Requirements:
Type out the complete listing below word for word, without its pictures.

Records shown:
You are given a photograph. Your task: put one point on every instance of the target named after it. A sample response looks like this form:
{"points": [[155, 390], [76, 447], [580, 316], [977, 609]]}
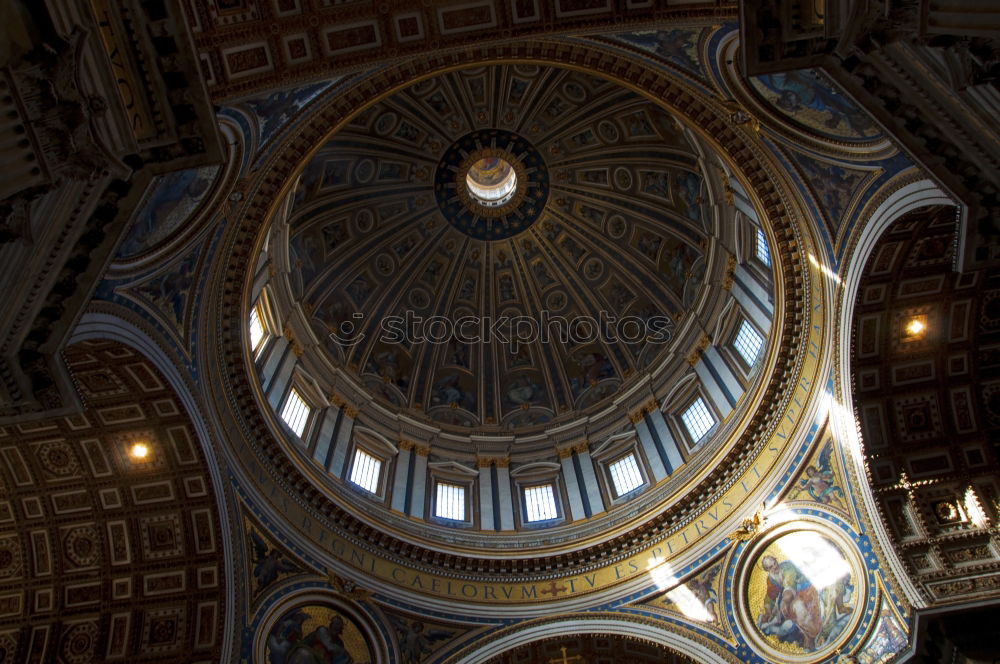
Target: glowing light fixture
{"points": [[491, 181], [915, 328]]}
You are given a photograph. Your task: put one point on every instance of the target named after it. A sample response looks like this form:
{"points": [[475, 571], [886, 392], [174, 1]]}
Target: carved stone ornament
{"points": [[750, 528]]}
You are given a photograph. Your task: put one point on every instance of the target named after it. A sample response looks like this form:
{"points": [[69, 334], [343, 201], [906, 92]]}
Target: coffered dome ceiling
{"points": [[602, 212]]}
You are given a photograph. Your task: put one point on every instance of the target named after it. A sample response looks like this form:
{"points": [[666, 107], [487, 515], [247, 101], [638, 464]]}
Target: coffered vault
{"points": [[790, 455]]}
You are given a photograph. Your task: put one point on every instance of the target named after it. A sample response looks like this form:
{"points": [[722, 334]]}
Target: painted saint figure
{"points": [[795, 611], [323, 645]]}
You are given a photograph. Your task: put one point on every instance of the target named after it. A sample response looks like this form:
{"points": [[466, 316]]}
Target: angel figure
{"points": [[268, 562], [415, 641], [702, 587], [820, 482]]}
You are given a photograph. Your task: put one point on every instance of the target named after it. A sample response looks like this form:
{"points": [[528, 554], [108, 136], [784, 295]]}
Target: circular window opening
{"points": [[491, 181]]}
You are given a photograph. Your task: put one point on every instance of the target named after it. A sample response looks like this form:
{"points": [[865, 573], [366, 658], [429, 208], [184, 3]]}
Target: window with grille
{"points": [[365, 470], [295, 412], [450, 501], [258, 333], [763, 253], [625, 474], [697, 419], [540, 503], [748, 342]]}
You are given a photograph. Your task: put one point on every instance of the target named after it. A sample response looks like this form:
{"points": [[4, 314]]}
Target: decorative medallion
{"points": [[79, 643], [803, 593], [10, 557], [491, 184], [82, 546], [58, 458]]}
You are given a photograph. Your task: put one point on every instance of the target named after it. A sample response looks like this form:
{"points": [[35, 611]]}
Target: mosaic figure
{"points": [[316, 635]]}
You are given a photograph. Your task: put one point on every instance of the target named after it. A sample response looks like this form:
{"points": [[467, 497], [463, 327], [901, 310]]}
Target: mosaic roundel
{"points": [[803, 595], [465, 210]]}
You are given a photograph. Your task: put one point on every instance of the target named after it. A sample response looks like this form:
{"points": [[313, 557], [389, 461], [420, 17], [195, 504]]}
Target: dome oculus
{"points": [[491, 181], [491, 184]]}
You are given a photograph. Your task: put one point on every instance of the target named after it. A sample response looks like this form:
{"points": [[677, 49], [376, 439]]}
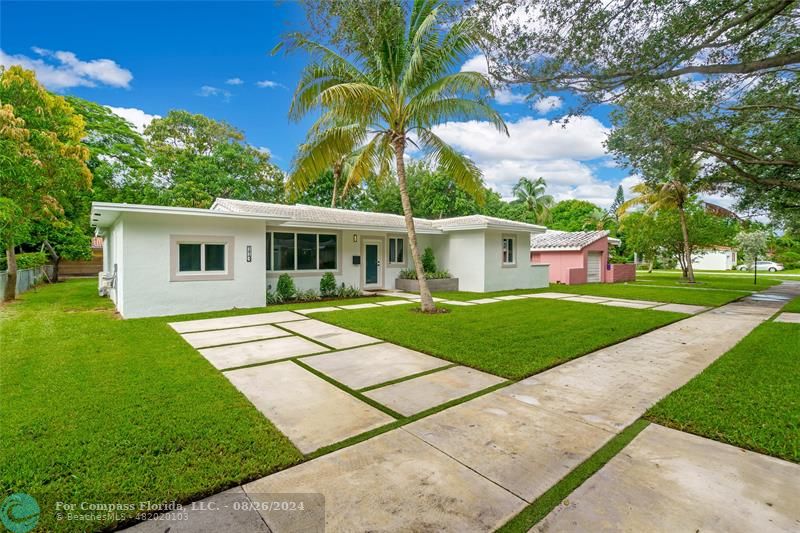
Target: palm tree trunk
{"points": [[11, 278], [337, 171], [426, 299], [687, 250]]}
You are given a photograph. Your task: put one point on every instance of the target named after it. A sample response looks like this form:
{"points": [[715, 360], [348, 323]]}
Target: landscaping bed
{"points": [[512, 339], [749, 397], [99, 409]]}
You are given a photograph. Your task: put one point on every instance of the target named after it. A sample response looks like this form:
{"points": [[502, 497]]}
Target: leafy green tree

Exercise solution:
You are given a photograph. Your task: put one point on every instance of the target named after it. A sample response looks like this form:
{"points": [[155, 390], [76, 447], [580, 316], [977, 609]]}
Target: glowing light fixture
{"points": [[491, 181], [915, 328]]}
You are given a photograph. Your task: put one point on every instance of the target named after it. A sample response looks like this form:
{"points": [[475, 571], [886, 392], [174, 1]]}
Target: carved stone ornament
{"points": [[750, 528]]}
You are given a photograph. Your task: put one point on every instance of the target named after it. A sample response looks like this form:
{"points": [[69, 334], [343, 201], [906, 92]]}
Target: coffered dome ceiling
{"points": [[602, 212]]}
You are given a photograph. Your task: put one point on every instance of the target named after it. A sample response looks like this form:
{"points": [[666, 107], [487, 515], [247, 101], [638, 464]]}
Target: coffered vault
{"points": [[790, 455]]}
You are given a photograph. Your task: put one point on every instance of the target named after it. A sample response looks like this form:
{"points": [[722, 334]]}
Target: painted saint figure
{"points": [[795, 611], [323, 645]]}
You are given a photograph. Your task: put one point on every instance of the target named after it. A sample response looks like this form:
{"points": [[466, 316]]}
Target: angel figure
{"points": [[268, 562], [415, 641], [702, 587], [820, 482]]}
You are given a photograph. Your task: put one point on every instance of the target named after it. A sample response looks like this form:
{"points": [[528, 554], [108, 136], [784, 295]]}
Target: circular window opening
{"points": [[491, 181]]}
You are given a photograph. Your task: put one point on every instance of the target named after it. A sample response looks like this form:
{"points": [[865, 573], [366, 658], [429, 208], [184, 3]]}
Target: window with grille
{"points": [[365, 470], [295, 412], [450, 501], [258, 333], [763, 253], [625, 474], [697, 419], [540, 503], [748, 342]]}
You are given a photograph. Your task: put one point on every instance of the target named after it. A sample response looks like this form:
{"points": [[4, 314]]}
Target: decorative medallion
{"points": [[79, 643], [803, 593], [10, 557], [491, 184], [82, 546], [58, 458]]}
You are given a photograph. Your task: put one point on every instance of the target named after it. A sample response looks like this form:
{"points": [[35, 611]]}
Target: mosaic figure
{"points": [[316, 635]]}
You are given a photograph. Your task: put one point on every instance of the target named after it. A sample response looks like this form:
{"points": [[467, 497], [463, 327], [901, 310]]}
Target: mosaic roundel
{"points": [[803, 595], [465, 210]]}
You are given a photograph. Your task: put one point on every instance of the target named after it. A sample response looks like this form:
{"points": [[313, 557], [389, 461], [420, 17], [195, 504]]}
Target: dome oculus
{"points": [[491, 181], [491, 184]]}
You are given a photograph. Your task: put one point on every instance of the target named after it. A sample response looks like this form:
{"points": [[677, 49], [376, 439]]}
Target: palm tree trunk
{"points": [[11, 278], [337, 171], [426, 299], [687, 250]]}
You are given a photograph. Your task: put one point on every instance of the target named after it. A sample response looks like this form:
{"points": [[715, 360], [348, 323]]}
Target: landscaping bed
{"points": [[512, 339], [749, 397], [99, 409]]}
You are given a photograph. Your task: put one point on every instance of the target named after it. A sample response looks like this form:
{"points": [[502, 497]]}
Target: leafy green tree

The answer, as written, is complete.